• **Entries shown**:
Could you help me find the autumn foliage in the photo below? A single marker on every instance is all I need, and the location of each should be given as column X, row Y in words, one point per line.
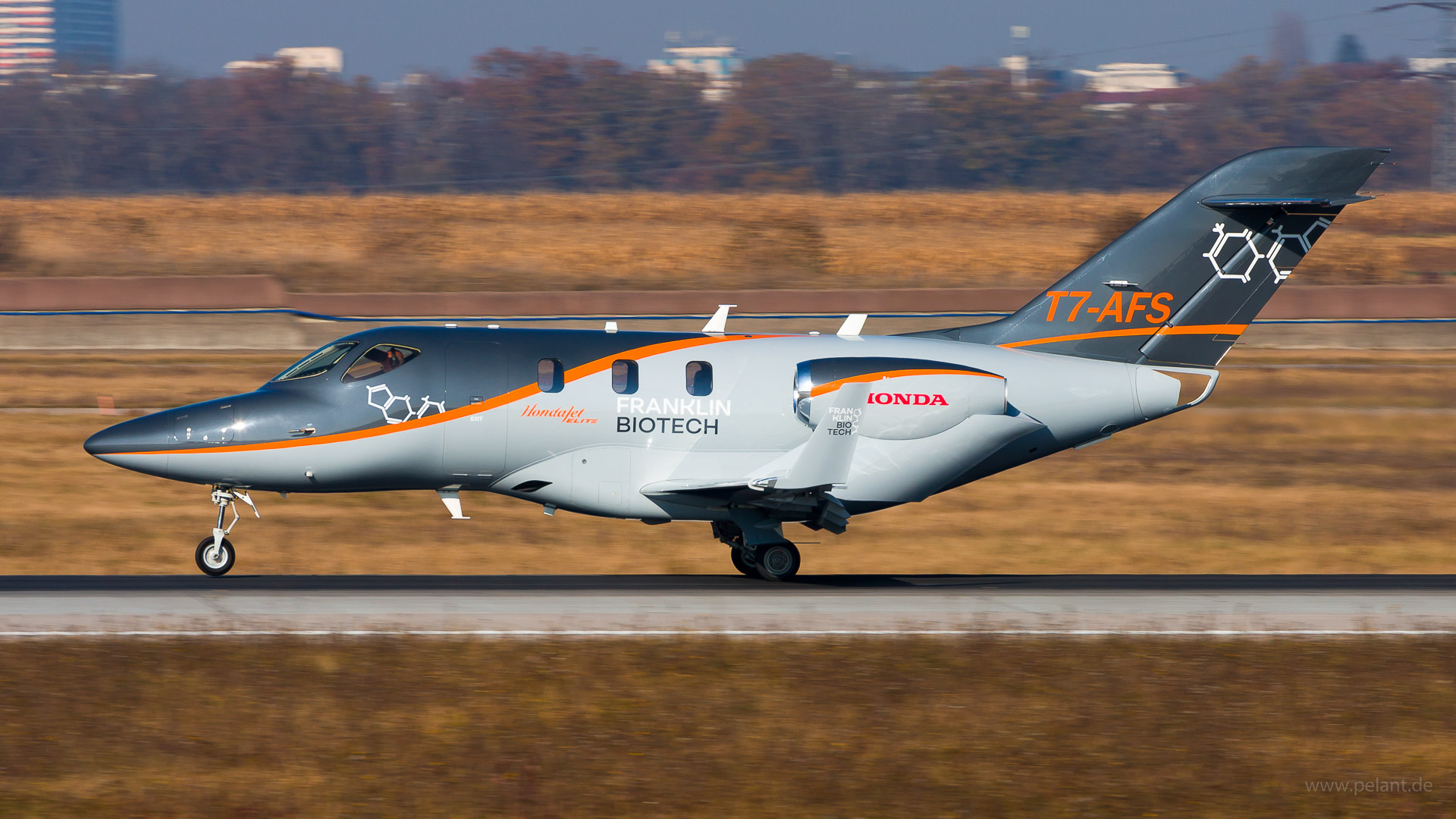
column 580, row 123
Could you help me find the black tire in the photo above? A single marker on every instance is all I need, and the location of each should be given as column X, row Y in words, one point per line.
column 778, row 561
column 215, row 567
column 743, row 563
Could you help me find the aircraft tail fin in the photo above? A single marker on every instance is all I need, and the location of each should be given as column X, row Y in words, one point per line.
column 1185, row 281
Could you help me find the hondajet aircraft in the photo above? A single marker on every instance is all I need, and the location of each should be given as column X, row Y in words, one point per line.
column 752, row 431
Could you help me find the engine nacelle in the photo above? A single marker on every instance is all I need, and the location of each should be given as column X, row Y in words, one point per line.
column 909, row 398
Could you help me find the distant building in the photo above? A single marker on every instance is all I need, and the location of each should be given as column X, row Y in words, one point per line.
column 1131, row 77
column 717, row 63
column 1432, row 64
column 41, row 36
column 318, row 60
column 1117, row 86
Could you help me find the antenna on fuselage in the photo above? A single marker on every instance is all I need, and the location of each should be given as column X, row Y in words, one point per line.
column 720, row 321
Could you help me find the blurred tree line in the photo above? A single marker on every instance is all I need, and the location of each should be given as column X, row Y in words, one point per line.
column 580, row 123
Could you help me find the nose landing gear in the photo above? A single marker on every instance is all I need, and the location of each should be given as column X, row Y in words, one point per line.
column 774, row 560
column 216, row 554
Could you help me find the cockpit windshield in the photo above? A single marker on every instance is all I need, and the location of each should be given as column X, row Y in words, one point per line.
column 379, row 359
column 318, row 363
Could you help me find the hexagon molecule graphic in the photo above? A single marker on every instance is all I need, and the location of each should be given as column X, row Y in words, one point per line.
column 389, row 400
column 1305, row 240
column 1234, row 256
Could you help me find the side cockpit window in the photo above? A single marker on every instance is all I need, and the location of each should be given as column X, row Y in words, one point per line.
column 379, row 359
column 318, row 363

• **What the exercise asks**: Each entry above should be printed again word for word, with any picture dropped.

• **Exercise answer**:
Could you help me find the autumn foliage in the photo below? A single marker on every instance is all I need, and the location of each should be given as column X, row Y in words, one point per line.
column 580, row 123
Could you help me find the black tire in the photo above? A single marker on every instance is all I need, and the location of each should be given as column X, row Y in words, one point per line.
column 778, row 561
column 215, row 567
column 743, row 563
Could you help me find the aircraft tail fin in the photo above? A single marker on every instance is all I need, and the location of each should be given as column X, row Y in words, one point per line.
column 1185, row 281
Could you help me find the hondajet aircraft in the photo above? A single marker on every instance is all I need, and the location of each should be given as column X, row Y in words, one point per line.
column 752, row 431
Could you help me find the engine nacelle in the photo above? A single marker on every instance is all I need, and the location of each should be given as column X, row Y in words, one point per line.
column 909, row 398
Could you help me find the distant building in the photo above? A single marker on every instance is all I need, and the location of each should be given as column X, row Y in words, one point per line.
column 1131, row 77
column 717, row 63
column 1432, row 64
column 41, row 36
column 318, row 60
column 1117, row 86
Could you help me find the antenna on fuselage in the photo above? A single marker on every instance is all I need, and the location of each should be given as column X, row Y in words, one point per line.
column 720, row 321
Could you help me find the blurred tree line in the photo above? A single marker on every instance is all I need, and the location of each should be given as column X, row Y in words, one point per line.
column 580, row 123
Could you help me find the nose landing gear in the photo above? A single marker on every instance is all I need, and the location of each should be given as column X, row Y in words, one point per line.
column 774, row 560
column 216, row 554
Could you help me find the cockpit windshield in the photo above? A single marker on every instance is all I need, and the location of each should be given as column X, row Y in words, one point per line.
column 379, row 359
column 318, row 363
Could you help me find the hexagon molecule graphic in the photo above? A single marker on every instance is all I need, and the location of each should be given as column X, row Y in words, one point per line.
column 389, row 400
column 1305, row 240
column 1234, row 256
Could you help me find the side cockpit window in the photo above? A single marker on every instance is all I need, and the location of each should be given as column X, row Y in words, one point per line.
column 379, row 359
column 318, row 363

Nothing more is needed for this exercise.